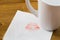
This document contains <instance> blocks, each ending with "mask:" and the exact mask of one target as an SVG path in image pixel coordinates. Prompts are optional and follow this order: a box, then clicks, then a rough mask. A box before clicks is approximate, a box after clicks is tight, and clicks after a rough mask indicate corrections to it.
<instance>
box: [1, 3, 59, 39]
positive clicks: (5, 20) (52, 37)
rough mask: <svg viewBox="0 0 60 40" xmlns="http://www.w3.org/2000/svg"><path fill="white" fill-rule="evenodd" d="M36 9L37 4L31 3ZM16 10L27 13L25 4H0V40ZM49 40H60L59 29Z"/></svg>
◇ ◇ ◇ ◇ ◇
__Activity__.
Write out the records above exactly. Begin with the first line, end with the line holding "positive clicks: (5, 20) (52, 37)", and drop the pictures.

__Task result__.
This document contains <instance> blocks, each ending with "mask:" and the exact mask of one target as an SVG path in image pixel coordinates. Prompts are optional and follow this order: a box, then clicks, then a rough mask. A box before clicks is approximate, a box after clicks is tight, and clicks after a rough mask indicate corrections to it.
<instance>
box: [1, 3, 59, 39]
positive clicks: (5, 20) (52, 37)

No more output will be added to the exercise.